++++ Input

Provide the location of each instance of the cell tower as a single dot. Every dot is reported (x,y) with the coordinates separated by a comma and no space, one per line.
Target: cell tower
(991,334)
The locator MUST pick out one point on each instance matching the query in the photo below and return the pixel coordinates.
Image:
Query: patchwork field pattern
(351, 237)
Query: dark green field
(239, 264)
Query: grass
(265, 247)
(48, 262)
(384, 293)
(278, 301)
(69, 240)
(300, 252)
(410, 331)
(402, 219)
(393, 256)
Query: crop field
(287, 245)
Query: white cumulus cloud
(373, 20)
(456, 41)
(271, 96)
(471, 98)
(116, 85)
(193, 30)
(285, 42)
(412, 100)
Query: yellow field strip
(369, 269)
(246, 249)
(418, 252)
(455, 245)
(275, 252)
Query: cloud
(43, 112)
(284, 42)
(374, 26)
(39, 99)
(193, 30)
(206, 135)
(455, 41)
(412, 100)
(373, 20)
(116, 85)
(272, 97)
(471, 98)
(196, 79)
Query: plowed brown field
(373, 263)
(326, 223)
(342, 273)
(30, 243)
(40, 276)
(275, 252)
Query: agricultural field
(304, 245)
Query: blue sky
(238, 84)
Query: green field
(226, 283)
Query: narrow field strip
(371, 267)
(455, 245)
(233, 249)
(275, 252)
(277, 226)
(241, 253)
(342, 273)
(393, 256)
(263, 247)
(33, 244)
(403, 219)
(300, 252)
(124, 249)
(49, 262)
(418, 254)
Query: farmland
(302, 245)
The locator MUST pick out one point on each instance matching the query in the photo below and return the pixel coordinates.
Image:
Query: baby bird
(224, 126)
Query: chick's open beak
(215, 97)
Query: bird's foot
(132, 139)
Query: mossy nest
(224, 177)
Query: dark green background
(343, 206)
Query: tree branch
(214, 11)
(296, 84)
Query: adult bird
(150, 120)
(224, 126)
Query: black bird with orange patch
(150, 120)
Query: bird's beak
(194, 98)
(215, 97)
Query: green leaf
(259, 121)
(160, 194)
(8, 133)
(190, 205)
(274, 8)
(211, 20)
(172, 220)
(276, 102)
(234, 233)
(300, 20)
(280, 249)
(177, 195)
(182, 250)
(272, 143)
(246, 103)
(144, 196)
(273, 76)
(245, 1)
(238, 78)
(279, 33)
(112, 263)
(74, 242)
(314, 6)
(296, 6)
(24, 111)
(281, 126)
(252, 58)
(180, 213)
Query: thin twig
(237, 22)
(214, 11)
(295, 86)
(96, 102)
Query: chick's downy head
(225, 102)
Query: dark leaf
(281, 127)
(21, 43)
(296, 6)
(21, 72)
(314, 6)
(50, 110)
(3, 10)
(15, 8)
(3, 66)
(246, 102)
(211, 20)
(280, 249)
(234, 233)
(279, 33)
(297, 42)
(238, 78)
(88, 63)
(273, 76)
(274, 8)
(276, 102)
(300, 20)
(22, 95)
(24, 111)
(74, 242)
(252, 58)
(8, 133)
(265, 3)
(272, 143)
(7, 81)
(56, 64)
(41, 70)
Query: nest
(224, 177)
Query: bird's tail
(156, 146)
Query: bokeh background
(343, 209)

++++++++

The problem:
Set out the stretch from the line containing "Query: farmland" through the end of the items as a numbered list, leaving out any blank lines.

Response:
1. Query: farmland
2. (302, 245)
3. The locator MUST pick out one point on each instance matching the query in the photo below and return the pixel coordinates.
4. Image:
5. Query: baby bird
6. (224, 126)
7. Query: chick's open beak
8. (215, 97)
9. Query: bird's foot
10. (132, 139)
11. Query: mossy nest
12. (224, 177)
13. Query: dark green background
14. (343, 206)
15. Query: tree branch
16. (214, 11)
17. (296, 84)
18. Query: adult bird
19. (150, 120)
20. (224, 126)
21. Query: black bird with orange patch
22. (150, 120)
23. Query: bird's beak
24. (194, 98)
25. (215, 97)
26. Query: green leaf
27. (259, 121)
28. (160, 194)
29. (8, 133)
30. (190, 205)
31. (274, 8)
32. (211, 20)
33. (172, 220)
34. (276, 102)
35. (234, 233)
36. (300, 20)
37. (280, 249)
38. (177, 195)
39. (182, 250)
40. (272, 143)
41. (246, 103)
42. (144, 196)
43. (273, 76)
44. (245, 1)
45. (238, 78)
46. (279, 33)
47. (112, 263)
48. (74, 242)
49. (314, 6)
50. (296, 6)
51. (24, 111)
52. (281, 126)
53. (252, 58)
54. (180, 213)
55. Query: thin twig
56. (237, 22)
57. (214, 11)
58. (295, 86)
59. (96, 102)
60. Query: chick's downy head
61. (225, 102)
62. Query: dark leaf
63. (281, 127)
64. (21, 43)
65. (296, 6)
66. (21, 72)
67. (314, 6)
68. (50, 110)
69. (3, 10)
70. (15, 8)
71. (3, 66)
72. (246, 102)
73. (211, 20)
74. (280, 249)
75. (234, 233)
76. (279, 33)
77. (297, 42)
78. (238, 78)
79. (88, 63)
80. (273, 76)
81. (274, 8)
82. (276, 102)
83. (300, 20)
84. (22, 95)
85. (24, 111)
86. (74, 242)
87. (252, 58)
88. (8, 133)
89. (265, 3)
90. (272, 143)
91. (7, 81)
92. (56, 64)
93. (41, 70)
94. Query: nest
95. (224, 177)
96. Query: bird's tail
97. (156, 146)
98. Query: bokeh background
99. (343, 209)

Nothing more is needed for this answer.